From the material below, pull out each line that contains the word "flowering".

→ **Given entries**:
************
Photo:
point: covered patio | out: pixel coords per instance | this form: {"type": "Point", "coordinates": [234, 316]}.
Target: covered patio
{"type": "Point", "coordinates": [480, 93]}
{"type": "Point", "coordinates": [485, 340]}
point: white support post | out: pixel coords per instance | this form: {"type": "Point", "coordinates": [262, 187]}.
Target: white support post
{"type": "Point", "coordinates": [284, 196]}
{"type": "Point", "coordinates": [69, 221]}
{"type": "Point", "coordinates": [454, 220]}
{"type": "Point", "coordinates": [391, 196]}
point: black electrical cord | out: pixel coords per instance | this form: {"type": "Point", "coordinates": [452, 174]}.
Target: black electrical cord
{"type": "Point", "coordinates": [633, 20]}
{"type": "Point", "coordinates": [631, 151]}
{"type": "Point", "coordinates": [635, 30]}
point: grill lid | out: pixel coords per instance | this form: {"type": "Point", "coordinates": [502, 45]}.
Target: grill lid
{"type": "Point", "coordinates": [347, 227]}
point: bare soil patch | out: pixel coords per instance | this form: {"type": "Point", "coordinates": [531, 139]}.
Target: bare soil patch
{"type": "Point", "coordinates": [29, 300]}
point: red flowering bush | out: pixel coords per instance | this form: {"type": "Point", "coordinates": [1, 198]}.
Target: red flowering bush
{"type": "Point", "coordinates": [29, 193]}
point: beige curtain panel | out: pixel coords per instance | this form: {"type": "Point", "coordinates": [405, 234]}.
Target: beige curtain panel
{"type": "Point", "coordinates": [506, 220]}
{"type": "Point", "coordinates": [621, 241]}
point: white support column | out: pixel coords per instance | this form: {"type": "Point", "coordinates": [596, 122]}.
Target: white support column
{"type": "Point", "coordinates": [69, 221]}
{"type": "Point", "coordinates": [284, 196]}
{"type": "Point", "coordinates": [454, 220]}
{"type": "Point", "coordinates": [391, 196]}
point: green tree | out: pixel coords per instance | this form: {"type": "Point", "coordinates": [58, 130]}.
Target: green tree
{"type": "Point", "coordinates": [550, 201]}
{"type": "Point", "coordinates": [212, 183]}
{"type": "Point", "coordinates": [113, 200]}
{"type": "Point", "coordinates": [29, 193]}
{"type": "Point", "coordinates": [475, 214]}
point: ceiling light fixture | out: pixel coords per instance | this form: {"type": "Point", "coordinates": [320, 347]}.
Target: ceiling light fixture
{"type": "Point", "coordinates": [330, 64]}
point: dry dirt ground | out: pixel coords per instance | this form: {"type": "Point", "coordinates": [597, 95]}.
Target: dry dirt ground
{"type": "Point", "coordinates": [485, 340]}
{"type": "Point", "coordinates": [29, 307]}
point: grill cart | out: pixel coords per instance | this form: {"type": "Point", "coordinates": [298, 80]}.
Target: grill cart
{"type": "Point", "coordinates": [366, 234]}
************
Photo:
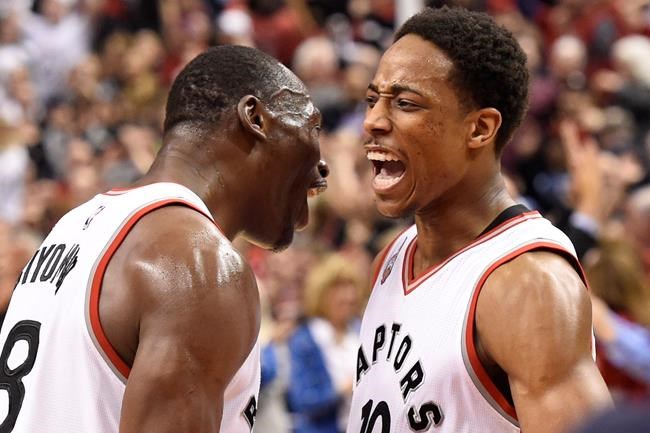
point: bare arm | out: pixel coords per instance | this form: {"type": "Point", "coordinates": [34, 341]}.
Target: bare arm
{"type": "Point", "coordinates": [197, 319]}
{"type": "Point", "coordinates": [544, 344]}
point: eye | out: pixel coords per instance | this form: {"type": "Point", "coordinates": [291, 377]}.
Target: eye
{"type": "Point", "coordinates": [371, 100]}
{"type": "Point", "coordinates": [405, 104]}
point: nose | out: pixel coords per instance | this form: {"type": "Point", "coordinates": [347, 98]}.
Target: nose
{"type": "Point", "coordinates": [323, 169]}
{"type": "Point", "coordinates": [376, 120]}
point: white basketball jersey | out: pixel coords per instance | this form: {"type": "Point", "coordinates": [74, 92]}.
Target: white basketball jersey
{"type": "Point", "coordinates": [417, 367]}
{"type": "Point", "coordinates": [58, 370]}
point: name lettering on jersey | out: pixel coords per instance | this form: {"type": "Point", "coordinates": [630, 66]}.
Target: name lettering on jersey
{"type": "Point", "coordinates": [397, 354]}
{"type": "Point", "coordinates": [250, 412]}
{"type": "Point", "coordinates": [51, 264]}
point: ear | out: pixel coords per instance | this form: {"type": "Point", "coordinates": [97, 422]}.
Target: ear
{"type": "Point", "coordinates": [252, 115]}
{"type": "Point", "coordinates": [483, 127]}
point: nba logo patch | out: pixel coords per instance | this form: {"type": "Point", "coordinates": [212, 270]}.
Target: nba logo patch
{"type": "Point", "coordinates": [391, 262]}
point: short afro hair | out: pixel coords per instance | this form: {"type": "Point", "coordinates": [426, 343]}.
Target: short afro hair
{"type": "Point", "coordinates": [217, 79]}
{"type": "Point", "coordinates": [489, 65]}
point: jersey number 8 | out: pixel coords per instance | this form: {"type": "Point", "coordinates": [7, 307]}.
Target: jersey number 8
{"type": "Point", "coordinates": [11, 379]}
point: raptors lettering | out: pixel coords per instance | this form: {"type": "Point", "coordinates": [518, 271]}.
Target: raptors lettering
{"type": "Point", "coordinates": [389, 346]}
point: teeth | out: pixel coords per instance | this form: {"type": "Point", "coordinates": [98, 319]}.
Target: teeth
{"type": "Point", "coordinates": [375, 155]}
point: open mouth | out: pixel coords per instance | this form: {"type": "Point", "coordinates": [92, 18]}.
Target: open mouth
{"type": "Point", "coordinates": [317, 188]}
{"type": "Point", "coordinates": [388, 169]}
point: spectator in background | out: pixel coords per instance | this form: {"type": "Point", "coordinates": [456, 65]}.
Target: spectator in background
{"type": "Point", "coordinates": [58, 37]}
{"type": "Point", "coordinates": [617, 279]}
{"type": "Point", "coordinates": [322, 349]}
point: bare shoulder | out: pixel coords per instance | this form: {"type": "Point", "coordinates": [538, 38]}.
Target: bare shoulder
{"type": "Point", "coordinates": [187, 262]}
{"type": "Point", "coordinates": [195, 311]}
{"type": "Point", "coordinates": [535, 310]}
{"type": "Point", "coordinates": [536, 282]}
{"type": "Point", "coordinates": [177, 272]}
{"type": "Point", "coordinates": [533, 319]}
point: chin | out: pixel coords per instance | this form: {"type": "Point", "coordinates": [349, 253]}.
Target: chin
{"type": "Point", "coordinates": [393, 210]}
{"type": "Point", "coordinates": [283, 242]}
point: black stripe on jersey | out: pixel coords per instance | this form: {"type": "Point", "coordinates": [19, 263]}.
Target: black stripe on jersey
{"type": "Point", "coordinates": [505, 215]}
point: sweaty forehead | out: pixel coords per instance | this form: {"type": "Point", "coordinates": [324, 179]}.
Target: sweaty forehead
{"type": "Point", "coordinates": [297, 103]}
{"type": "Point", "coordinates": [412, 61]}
************
→ **Finished answer**:
point: red flowering bush | out: pixel coords per instance | this form: {"type": "Point", "coordinates": [1, 198]}.
Target: red flowering bush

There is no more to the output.